----- Reading passage -----

Maths makes the decision obvious. Suppose you invest two quid every day at the reasonable rate of 10%. It will take you almost exactly 50 years to accumulate £1m. To earn this same £1m in the National Lottery, you would (on average) have to match five numbers and a bonus ball, at odds of 2,330,635-to-1.

If you spent two quid a day for 50 years you would total just over 36,500 tickets and would thus have only a 1-in-63 chance of making that million pounds. However, the available image of immediate wealth subverts this rationality.”

Not by my 6th grade math. Yes, if you bought 36,500 tickets ALL AT ONCE for an upcoming lottery drawing, and all the numbers were different, then maybe your odds would improve from 2,330,635-to-1 to 1-in-63.

But if you buy two tickets a day, spending 2 quid total, every day your odds are 1,165,317.5-to-1….EVERY DAY. The lottery or the universe or “God” or whatever doesn’t “remember” how many times you’ve already played, and improve your odds a bit each day until, after fifty years, you’ve bettered the odds to 1-in-63, any more than a coin “remembers” how many times you’ve flipped it and come up tails instead of heads.

With each new toss of the coin (assuming an unrigged coin) your odds are 50-50.

One might say it’s POSSIBLE to win the lottery (and people do, but damned few compared to how many play) but IMPROBABLE to the point that it’s essentially impossible.

Now I want a glass of expensive beer. You, Blogblah, must buy.

-----

- _What needs to be done_: According to the lottery passage, how long would it take to accumulate £1m by investing two quid every day at 10%? Please leave the items alone; they have nothing to do with this.

----- Stored records -----

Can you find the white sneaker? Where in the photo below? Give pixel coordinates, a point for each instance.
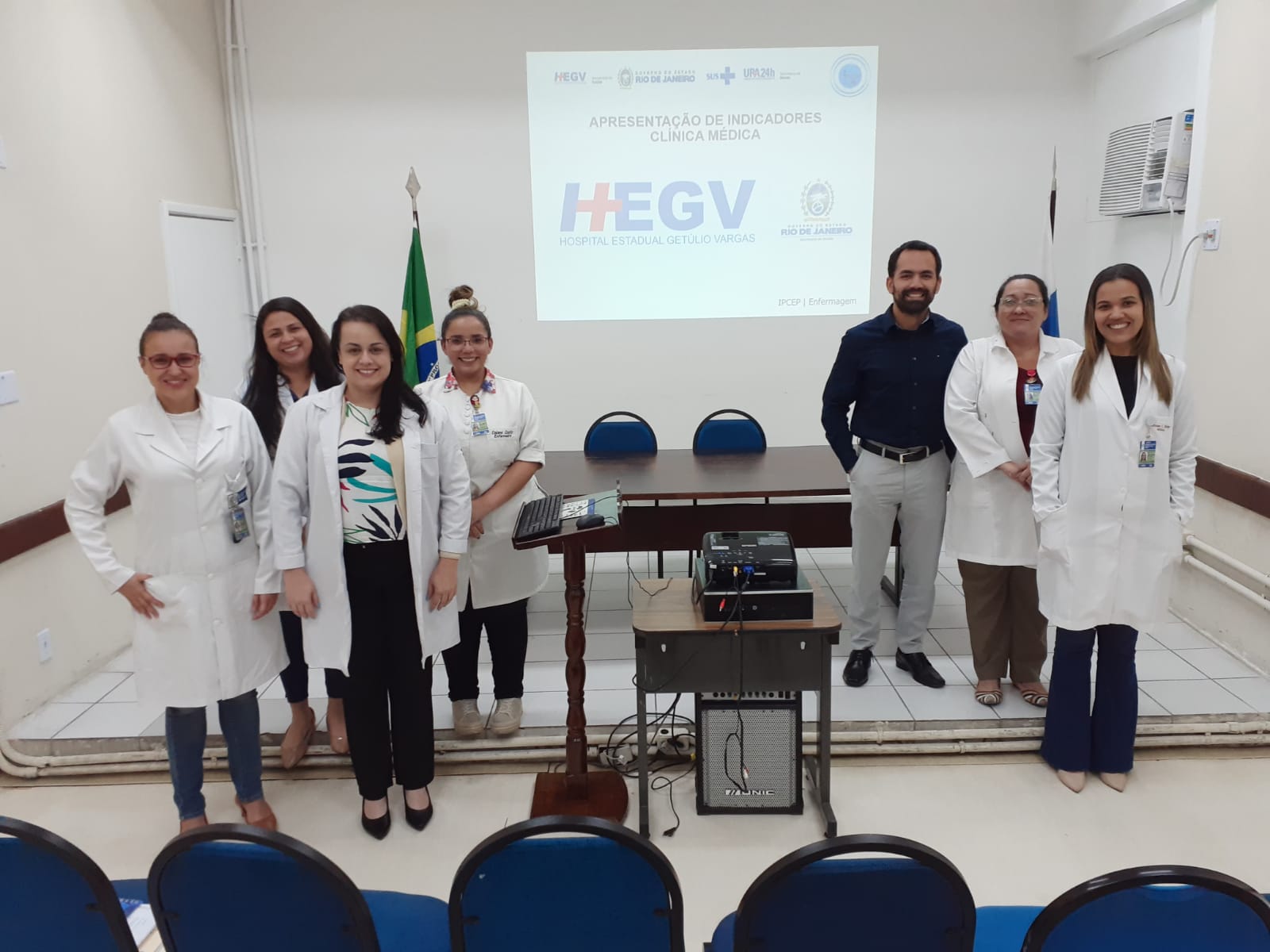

-----
----- Stored records -----

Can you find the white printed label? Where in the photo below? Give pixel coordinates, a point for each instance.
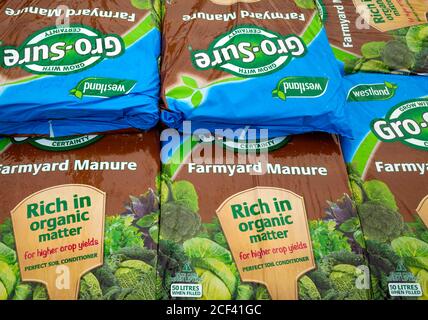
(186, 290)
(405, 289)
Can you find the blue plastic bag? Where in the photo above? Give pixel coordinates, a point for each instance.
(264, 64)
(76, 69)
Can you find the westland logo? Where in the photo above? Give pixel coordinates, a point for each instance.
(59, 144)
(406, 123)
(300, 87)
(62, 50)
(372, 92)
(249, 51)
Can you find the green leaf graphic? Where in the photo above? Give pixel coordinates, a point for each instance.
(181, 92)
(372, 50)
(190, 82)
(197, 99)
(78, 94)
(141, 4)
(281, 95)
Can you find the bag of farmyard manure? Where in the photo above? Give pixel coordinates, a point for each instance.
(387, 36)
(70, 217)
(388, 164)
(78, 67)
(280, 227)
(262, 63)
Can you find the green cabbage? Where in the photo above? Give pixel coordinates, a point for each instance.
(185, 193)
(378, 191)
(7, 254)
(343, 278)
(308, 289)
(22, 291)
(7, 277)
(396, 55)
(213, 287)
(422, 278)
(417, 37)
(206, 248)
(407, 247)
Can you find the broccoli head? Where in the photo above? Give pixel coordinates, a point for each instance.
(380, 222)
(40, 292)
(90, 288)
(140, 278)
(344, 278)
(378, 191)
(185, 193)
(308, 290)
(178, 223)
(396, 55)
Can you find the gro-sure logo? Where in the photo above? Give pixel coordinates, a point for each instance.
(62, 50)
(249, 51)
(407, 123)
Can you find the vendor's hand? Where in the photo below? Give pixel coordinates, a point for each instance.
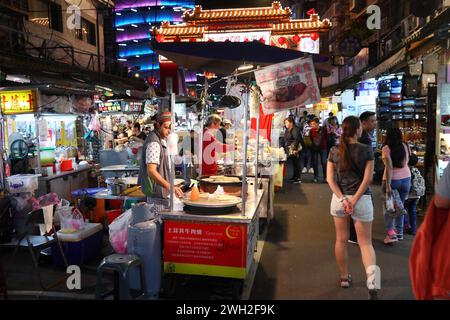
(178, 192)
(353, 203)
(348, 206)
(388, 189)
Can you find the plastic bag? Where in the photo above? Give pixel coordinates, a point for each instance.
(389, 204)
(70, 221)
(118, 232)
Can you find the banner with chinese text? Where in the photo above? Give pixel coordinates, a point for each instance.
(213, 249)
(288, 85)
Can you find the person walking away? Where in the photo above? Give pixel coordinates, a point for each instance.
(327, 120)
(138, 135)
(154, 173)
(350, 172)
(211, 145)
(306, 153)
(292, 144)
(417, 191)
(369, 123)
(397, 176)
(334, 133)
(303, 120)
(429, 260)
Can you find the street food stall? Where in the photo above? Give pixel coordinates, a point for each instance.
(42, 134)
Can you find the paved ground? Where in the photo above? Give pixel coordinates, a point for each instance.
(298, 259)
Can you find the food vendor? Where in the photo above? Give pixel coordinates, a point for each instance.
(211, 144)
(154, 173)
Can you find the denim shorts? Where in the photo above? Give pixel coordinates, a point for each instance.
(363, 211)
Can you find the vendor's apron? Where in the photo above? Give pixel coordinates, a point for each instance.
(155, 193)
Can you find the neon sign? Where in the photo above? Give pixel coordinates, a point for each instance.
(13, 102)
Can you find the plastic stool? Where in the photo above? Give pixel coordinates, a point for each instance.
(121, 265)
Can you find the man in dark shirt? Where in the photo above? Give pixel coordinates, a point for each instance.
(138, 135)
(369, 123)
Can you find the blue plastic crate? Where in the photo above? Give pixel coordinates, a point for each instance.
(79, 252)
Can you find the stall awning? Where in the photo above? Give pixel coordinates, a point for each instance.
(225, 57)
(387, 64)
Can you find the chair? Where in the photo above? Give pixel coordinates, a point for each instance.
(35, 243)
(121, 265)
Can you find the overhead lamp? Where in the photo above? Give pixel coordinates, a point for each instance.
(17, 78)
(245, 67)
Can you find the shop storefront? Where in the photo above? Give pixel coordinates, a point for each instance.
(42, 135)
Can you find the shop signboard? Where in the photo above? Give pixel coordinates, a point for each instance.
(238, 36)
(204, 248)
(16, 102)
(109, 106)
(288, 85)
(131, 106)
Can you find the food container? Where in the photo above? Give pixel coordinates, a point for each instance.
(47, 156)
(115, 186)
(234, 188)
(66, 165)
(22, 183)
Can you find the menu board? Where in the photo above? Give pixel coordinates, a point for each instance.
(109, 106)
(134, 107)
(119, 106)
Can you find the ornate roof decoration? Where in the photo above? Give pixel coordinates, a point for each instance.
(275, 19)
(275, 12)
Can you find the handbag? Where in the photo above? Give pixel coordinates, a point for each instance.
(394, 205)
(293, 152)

-----

- _Answer to the problem_: Almost exactly 50 years.